Exercise instructions:
1. In the review of Solidarity Stories, what three demands did Bridges say the rank and file convention drew up before the 1934 strike?
2. Decide whether each statement agrees with the review of Solidarity Stories, answering yes or no and quoting the words that settle it: (a) The book came out from University of Washington Press in 2009. (b) Bridges says the union's officers are the ones that direct everything. (c) Sam Kagel later became a coastwide arbitrator.
3. Carry on the review of Solidarity Stories, picking up after its last sentence.

Solidarity Stories








Book by Harvey Schwartz; University of Washington Press, 2009, 347 pp.


Today only 12 percent of workers belong to unions and less in the private sector—the lowest level of organization since the years before the great longshore strike of 1934. And falling numbers aren’t the whole story. Some labor leaders now say that only huge deals at the top, far from the control of rank and file workers, can bring in new members on the scale we need. To make those deals attractive to employers, they argue, unions have to be willing to make deep concessions in wages and rights and in our political demands on everything from single-payer health care to immigration reform.

We need some better ideas about how unions should organize; to rethink even what a union actually is. That’s why Solidarity Stories by Harvey Schwartz is so important. Here, in the history of the International Longshore and Warehouse Union, we can see some alternatives. Solidarity Stories is a remarkable achievement. Workers give gripping testimony about the conditions they hoped to change and explain how they did it. We hear how the union was organized and how it functioned from those who built it.
 

Harry Bridges, the West Coast’s most famous labor leader, begins with the story of the 1934 waterfront strike. While the history is familiar to many labor activists and ILWU members, what’s unique is Bridges’s voice. He doesn’t talk like a "labor statesman," although by the end of his life, when the interview took place, employers and politicians tried to treat him as one. But "in office," he says, "I always felt that the ones that direct everything is the rank and file. And I’m its spokesman, that’s all. The rank and file is the power of the union, see? They’re the ones that can shut things down."

Without the 1934 maritime strike, and the three days in San Francisco when nothing moved without the workers’ permission, the union would never have gained the power it needed to make radical changes. And that was the goal—not just any agreement or the ability to collect dues. Not just a list of workers who were members on paper, but who knew nothing about how to organize and use their power. Bridges describes those beginning demands. "We went to our rank and file convention that February," he recalls of the months before the strike. "We drew up a set of demands and came out with a program to set up committees, to negotiate, and, if necessary, to strike. Our demands were for a six-hour day, a wage increase, and union hiring halls. So, we come out with a program and we set up a negotiating committee."

Signing a card meant a worker made a commitment to the union and to a fight against employers. Workers decided what they wanted to fight for. When the head of their own union at the time, the ILA, tried to go over their heads, the workers refused to acknowledge any agreements they hadn’t made themselves. Then, as Sam Kagel, a union advisor who later became a powerful coastwide arbitrator, recalls, they made one other crucial demand. "Once the ’34 strike began," he remembers, "and the other maritime unions went out too, the longshoremen expanded their original demands to include the requirement of a settlement for everyone." Without solidarity all along the waterfront, all along the coast, the strike would have been lost and the unions crushed.

Material:
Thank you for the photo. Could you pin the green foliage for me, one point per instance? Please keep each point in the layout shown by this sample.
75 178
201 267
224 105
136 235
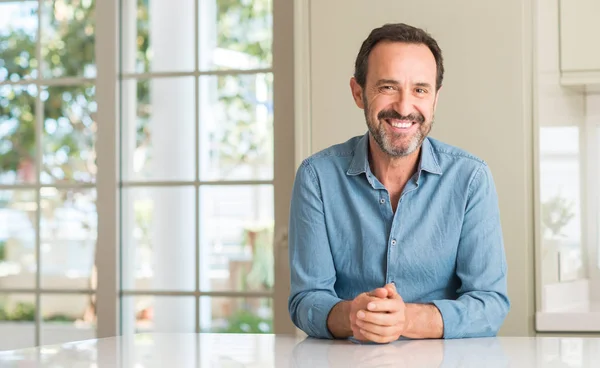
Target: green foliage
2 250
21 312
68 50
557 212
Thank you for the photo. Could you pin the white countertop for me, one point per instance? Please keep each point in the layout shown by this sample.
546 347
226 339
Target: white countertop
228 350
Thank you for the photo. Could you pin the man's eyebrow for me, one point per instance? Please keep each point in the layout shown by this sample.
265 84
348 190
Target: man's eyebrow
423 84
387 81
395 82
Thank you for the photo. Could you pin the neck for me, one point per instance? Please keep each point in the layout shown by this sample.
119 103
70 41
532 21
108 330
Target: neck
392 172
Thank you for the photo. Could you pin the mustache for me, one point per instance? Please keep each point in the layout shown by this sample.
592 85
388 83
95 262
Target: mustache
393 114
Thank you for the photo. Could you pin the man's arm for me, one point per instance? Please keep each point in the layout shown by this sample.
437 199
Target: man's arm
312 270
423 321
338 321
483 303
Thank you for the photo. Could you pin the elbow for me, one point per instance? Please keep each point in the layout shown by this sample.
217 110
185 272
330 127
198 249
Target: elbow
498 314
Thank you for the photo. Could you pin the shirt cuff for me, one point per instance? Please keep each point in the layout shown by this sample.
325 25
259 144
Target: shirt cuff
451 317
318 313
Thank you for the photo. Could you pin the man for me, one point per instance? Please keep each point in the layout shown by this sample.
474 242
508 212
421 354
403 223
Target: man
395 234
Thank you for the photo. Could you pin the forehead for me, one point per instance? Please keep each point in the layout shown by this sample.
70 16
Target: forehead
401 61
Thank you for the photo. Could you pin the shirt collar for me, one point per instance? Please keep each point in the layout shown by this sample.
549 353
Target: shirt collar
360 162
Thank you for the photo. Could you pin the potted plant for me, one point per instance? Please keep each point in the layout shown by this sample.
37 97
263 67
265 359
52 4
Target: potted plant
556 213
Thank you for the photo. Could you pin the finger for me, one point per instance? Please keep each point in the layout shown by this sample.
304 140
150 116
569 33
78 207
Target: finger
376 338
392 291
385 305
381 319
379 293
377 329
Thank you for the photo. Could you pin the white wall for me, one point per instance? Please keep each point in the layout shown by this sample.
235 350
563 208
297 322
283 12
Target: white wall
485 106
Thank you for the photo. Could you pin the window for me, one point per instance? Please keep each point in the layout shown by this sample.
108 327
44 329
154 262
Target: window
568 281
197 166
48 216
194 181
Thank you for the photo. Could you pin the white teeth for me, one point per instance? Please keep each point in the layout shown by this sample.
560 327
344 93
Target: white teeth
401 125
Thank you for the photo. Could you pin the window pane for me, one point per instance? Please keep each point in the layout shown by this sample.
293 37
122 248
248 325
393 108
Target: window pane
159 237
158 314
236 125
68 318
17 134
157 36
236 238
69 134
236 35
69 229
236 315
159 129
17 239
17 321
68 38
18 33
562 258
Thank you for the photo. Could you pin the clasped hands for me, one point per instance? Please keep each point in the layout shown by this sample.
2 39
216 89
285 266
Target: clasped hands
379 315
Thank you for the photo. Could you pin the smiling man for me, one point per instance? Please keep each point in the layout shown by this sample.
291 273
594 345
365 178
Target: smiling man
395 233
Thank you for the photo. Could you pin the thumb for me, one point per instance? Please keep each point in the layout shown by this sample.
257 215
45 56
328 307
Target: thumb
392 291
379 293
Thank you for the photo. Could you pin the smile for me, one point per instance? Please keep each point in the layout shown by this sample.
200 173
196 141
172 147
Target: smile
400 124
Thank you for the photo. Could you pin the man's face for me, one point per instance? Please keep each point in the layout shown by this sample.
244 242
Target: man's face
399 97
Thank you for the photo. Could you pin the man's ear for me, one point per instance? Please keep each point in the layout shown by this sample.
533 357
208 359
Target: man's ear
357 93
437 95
--
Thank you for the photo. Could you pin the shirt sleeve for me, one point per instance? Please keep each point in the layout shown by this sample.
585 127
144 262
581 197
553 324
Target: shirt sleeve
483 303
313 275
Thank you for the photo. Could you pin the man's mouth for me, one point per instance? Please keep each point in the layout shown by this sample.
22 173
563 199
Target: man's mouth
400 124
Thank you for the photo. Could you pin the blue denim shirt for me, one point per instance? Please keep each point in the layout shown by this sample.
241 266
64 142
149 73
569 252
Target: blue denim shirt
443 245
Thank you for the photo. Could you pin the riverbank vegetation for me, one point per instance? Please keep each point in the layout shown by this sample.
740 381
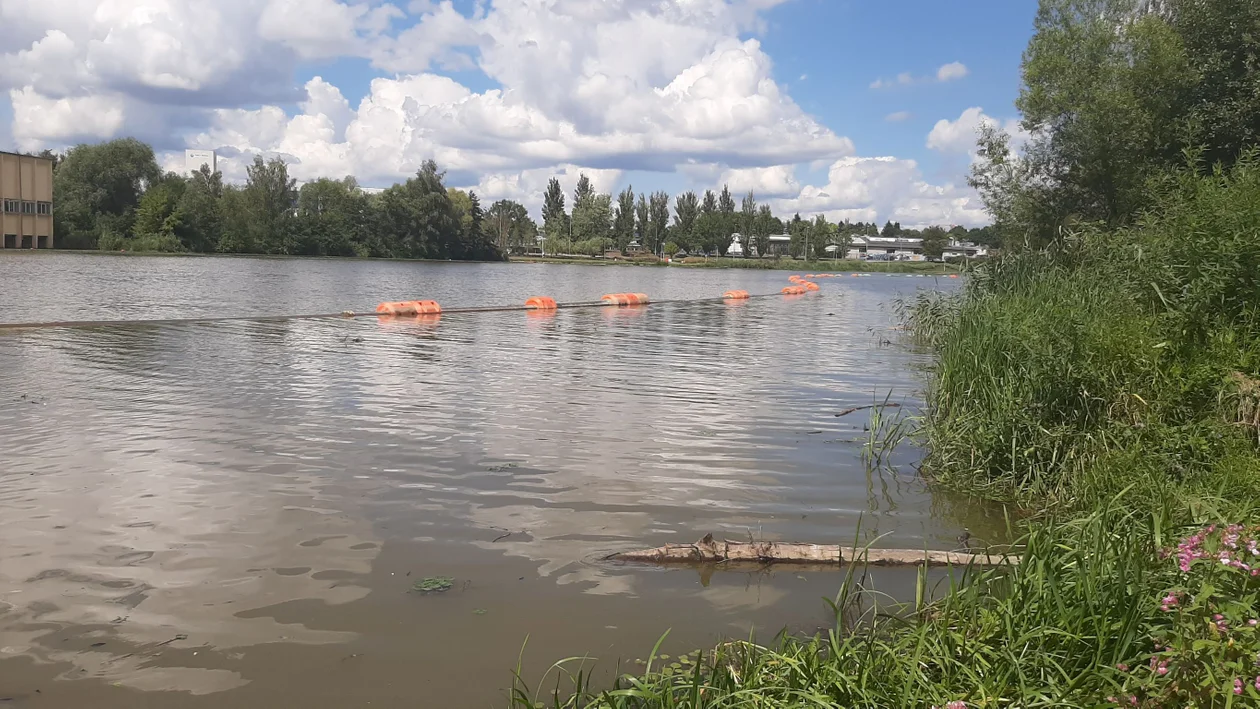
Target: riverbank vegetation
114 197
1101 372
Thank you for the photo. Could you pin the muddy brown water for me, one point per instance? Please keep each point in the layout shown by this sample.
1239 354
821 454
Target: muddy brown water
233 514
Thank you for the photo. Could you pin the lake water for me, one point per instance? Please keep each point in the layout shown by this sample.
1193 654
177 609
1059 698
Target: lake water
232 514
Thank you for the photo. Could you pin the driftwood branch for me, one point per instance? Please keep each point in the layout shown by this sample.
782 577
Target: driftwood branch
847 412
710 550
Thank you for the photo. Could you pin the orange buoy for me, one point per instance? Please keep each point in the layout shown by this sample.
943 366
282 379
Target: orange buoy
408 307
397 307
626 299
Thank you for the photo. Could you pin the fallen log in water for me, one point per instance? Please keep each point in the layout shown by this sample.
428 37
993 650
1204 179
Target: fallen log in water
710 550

Answers given:
1. A six-hour day, a wage increase, and union hiring halls.

2.
(a) Yes: "University of Washington Press, 2009"
(b) No: "I always felt that the ones that direct everything is the rank and file."
(c) Yes: "a union advisor who later became a powerful coastwide arbitrator"

3.
These are not just past controversies, they are the crucial issues for labor’s future today. Some advocates for the top-down approach, for instance, say setting up committees of workers is unnecessary and slow. Further, they argue, workers in a single workplace can’t see the bigger picture and put their selfish interests above the larger interests of the union as a whole. But San Francisco’s strongest union today, hotel workers’ Unite Here Local 2, organizes like longshore workers did 60 years ago, setting up committees and battling owners for years. From 2004-2006, cooks and room cleaners endured a lockout. They went two years without a contract to win the right to negotiate in solidarity with unions in other cities and to organize freely in non-union hotels.

Longshore, transport, and warehousing have changed beyond recognition, but modern ILWU organizing campaigns are based on the same ideas—organize the workers on the job and build an organization they run themselves. Workers at RiteAid’s huge Lancaster warehouse, not staff organizers, decided when to hold (and win) their union election. In Solidarity Stories, Mary Winzig remembers the day ILWU delegates left their Portland convention to march and face down the cops when workers at Powells’ Bookstore needed their solidarity to win recognition.

The institutions born in 1934 made it possible to balance local with union-wide needs and democracy with centralized bargaining with all shipping employers on the coast. Today, longshore locals, even the smallest, elect delegates to the longshore caucus and pass resolutions on bargaining demands. These delegates hash out a program, elect the bargaining committee, and sit down with employers. Any agreement must be ratified by vote.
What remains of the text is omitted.